▶ Assignment
Transcribe every entry exactly, leaving out any pictures.

▶ Data for this exercise
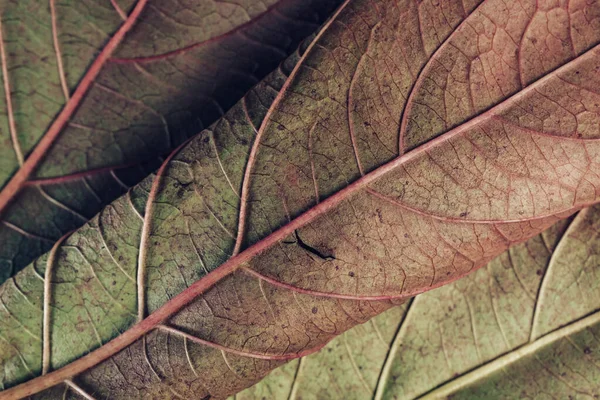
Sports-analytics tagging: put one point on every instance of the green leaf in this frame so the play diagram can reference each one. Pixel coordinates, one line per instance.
(91, 90)
(326, 196)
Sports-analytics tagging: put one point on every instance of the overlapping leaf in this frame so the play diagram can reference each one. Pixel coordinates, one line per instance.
(523, 327)
(92, 89)
(283, 226)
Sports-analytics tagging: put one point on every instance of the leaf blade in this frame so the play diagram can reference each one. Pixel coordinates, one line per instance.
(321, 239)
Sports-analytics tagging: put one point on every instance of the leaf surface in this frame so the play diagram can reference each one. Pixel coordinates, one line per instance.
(506, 331)
(307, 210)
(91, 90)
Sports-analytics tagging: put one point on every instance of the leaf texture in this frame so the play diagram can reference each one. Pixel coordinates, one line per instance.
(93, 89)
(320, 200)
(506, 331)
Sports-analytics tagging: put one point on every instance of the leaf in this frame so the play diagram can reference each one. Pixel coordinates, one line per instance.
(506, 331)
(92, 89)
(319, 247)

▶ Reply
Sports-analytics tagging: put one point on every instance of the green leaf in this frame so the play diagram can reference each one. Pixel coordinates, one line per instance.
(91, 90)
(326, 196)
Sports-analytics tagging: put one point on every instance of the overlapping leaf in this frame so the play diagram can reference each one. Pixel coordinates, one line per instance.
(523, 327)
(92, 89)
(283, 226)
Sports-analytics tagging: put one point on every instance of the leaf blade in this frame so the play diagram can reference each one. Pixel coordinates, one line per instance.
(321, 239)
Sports-analytics tagging: put one point on every instance of the leaf surface in this frame so the play diagram can reference each one. Pixel coordinates, one line per instance.
(506, 331)
(307, 210)
(91, 90)
Sports-analytics tagging: put one point on every instance of the leaf texture in this frame so the play diagram can reference each one. Pixel coordinates, one line per instance.
(93, 89)
(320, 200)
(506, 331)
Sports-analytics tagging: put one point on every instance of the leaf in this frame so the play diagram can reference each one. Pixel coordinates, one line per instance.
(506, 331)
(92, 89)
(319, 247)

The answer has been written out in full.